Exercise objective: Rewrite the items starting at the line containing "Would you mind pointing at the large" and ending at the line containing "column 510, row 447" as a two-column CSV with one row per item, using the column names request and points. Put each field in quotation marks and turn any line breaks into spaces.

[Records pointing to named objects]
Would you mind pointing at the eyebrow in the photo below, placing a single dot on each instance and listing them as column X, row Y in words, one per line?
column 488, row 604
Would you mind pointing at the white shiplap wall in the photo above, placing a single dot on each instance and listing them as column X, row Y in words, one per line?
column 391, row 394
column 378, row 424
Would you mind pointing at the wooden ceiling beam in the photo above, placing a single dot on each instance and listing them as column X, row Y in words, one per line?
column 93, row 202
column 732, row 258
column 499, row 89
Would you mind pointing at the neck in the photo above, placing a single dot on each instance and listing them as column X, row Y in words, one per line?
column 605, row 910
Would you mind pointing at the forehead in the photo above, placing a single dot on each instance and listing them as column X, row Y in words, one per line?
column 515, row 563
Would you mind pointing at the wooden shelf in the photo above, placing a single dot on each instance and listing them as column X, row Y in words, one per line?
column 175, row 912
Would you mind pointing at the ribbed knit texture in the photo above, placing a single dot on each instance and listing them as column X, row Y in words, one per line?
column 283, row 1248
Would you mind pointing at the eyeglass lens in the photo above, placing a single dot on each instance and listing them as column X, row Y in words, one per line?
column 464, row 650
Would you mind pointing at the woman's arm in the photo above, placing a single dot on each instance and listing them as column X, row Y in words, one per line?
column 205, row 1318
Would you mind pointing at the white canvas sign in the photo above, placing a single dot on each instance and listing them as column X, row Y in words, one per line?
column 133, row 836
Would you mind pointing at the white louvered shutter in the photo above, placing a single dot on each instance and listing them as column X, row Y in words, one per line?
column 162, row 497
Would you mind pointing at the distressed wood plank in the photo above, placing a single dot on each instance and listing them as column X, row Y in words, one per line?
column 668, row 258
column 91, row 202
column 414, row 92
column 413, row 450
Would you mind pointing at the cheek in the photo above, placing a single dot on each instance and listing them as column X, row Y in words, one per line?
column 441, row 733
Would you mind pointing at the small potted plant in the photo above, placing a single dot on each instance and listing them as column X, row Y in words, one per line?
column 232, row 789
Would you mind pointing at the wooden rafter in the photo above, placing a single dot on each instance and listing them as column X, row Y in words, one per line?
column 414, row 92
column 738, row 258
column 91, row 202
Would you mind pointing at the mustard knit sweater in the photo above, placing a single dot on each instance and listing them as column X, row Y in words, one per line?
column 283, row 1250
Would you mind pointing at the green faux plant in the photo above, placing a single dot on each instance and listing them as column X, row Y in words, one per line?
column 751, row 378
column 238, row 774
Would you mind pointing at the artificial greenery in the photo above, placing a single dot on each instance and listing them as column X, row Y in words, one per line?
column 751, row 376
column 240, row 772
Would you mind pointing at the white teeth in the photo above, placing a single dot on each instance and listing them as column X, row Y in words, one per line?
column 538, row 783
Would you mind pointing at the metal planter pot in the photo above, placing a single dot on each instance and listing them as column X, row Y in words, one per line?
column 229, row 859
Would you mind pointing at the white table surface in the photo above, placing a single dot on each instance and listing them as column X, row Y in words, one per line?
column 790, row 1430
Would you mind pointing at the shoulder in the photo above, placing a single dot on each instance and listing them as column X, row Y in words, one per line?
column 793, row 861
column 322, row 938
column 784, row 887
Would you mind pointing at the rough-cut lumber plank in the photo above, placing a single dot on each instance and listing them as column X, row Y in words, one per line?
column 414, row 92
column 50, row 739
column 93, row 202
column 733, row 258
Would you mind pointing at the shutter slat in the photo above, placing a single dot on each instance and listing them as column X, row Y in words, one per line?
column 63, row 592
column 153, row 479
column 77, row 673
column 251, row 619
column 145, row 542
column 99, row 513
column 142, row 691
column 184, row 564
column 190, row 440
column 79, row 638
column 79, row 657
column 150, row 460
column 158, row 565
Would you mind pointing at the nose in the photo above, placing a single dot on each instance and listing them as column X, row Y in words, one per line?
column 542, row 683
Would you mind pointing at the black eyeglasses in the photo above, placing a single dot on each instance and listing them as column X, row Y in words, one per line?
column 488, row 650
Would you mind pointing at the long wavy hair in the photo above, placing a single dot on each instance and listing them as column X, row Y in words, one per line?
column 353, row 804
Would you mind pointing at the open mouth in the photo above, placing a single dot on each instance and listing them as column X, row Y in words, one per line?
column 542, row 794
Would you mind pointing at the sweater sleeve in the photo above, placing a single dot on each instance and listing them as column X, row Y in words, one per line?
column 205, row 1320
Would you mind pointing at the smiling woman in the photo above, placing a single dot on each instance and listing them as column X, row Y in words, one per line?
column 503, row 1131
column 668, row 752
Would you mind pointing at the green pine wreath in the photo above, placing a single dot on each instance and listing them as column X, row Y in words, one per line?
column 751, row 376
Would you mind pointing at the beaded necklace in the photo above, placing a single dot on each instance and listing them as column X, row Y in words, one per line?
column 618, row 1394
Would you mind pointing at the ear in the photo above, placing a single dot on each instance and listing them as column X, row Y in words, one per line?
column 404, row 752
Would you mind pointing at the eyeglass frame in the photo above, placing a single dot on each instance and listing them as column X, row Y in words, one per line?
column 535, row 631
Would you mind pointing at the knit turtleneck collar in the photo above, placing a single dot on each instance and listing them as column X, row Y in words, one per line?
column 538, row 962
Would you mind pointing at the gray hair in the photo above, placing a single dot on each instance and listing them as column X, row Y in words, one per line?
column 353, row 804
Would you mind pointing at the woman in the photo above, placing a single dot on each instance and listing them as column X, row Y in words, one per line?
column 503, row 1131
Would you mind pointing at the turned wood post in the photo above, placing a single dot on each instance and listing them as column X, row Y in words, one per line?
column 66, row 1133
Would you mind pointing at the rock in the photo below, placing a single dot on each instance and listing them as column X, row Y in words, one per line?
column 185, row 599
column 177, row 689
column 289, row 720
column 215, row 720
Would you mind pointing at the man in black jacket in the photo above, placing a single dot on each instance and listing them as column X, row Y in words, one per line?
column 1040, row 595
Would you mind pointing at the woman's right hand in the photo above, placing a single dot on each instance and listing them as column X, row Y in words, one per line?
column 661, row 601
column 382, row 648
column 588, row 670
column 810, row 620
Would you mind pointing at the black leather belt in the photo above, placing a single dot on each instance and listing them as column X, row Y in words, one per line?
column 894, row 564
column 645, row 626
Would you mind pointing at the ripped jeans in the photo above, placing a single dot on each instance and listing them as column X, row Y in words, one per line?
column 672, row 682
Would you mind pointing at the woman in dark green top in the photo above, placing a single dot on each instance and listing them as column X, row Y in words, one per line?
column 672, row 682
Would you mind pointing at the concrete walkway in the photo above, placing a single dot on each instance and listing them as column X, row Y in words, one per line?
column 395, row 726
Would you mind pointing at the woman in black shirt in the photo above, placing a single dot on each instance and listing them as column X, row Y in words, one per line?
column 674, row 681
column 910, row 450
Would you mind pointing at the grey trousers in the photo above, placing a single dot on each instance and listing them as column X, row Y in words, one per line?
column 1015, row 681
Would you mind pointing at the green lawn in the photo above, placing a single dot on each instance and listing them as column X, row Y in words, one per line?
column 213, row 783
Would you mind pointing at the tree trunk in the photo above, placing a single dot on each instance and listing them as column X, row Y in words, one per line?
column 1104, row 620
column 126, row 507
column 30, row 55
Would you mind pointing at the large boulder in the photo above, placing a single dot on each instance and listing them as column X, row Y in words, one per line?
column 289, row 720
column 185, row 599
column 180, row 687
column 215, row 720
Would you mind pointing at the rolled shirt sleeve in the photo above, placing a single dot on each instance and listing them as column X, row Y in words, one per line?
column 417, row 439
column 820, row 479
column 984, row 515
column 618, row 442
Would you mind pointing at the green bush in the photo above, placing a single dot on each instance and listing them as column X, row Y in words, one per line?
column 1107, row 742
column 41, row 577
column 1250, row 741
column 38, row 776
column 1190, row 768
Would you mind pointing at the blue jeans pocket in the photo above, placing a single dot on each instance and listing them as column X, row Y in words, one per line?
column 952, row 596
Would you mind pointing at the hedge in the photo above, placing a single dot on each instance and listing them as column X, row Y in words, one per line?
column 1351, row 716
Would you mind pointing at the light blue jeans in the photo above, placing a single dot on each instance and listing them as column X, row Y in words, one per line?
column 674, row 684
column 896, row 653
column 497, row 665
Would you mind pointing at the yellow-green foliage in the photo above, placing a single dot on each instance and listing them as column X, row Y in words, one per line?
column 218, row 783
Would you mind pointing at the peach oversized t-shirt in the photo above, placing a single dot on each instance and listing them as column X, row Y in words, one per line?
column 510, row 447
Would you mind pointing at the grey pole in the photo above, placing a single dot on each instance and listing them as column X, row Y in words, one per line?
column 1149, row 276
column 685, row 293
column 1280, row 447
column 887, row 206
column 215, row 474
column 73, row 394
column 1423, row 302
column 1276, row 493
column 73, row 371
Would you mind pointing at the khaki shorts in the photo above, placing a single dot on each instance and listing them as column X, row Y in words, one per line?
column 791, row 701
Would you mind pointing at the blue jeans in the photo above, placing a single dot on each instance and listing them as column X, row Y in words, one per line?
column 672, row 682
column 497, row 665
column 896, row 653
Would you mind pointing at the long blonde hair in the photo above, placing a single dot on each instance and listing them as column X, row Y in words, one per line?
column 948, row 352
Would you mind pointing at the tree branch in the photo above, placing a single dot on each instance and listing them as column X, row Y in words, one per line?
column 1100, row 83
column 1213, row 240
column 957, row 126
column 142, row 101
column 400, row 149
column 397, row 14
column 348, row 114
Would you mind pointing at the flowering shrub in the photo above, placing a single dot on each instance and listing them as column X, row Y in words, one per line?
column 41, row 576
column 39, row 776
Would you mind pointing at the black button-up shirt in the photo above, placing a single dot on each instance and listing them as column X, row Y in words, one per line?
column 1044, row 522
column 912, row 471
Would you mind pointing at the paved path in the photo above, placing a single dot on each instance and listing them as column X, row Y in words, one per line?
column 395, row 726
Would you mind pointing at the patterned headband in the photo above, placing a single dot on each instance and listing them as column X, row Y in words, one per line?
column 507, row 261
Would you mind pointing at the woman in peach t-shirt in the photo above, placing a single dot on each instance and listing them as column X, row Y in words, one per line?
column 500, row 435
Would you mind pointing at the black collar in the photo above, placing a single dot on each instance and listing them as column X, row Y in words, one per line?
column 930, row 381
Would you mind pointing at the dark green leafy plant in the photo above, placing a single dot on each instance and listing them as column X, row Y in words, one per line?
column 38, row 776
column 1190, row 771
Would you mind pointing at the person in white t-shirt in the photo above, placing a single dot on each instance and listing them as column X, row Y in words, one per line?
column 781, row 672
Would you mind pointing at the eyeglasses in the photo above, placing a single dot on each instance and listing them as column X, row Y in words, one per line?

Solved problem:
request,points
"Would you mind pointing at the large boulder in the photo above, placing a single dot on each instance and listing them as column X, row Y in words, one per line?","column 289, row 720 column 185, row 599 column 180, row 687 column 215, row 720"
"Would you mind pointing at the rolled shirt sleeve in the photo above, placing a single dot on each instance and listing them as column X, row Y in words, one per line?","column 417, row 439 column 820, row 479 column 984, row 515 column 618, row 442"
"Would you mind pointing at the green bush in the photo above, placing a single dot on each instance and listing them as column X, row Y in words, one per line?","column 1107, row 742 column 41, row 577 column 1250, row 741 column 38, row 776 column 1190, row 768"
"Would you mind pointing at the blue jeans pocket in the photo above, placing a single dot on each instance and listing them as column X, row Y in words, one per line?","column 952, row 596"
"Would you mind pointing at the hedge in the photo above, placing a single dot on each instance and listing them as column X, row Y in words, one per line?","column 1351, row 716"
"Would you mind pointing at the light blue jeans in the photo above, placing a single dot on each instance and listing them as column X, row Y in words, one per line?","column 674, row 684 column 896, row 653 column 497, row 665"
"Would you mind pointing at the yellow-green foliage in the photo above, placing a single dot on each instance and listing them as column X, row Y in words, one per line?","column 218, row 783"
"Would you mind pointing at the peach oversized t-shirt in the photo above, placing a single dot on each instance and listing them as column X, row Y in words, one per line?","column 510, row 447"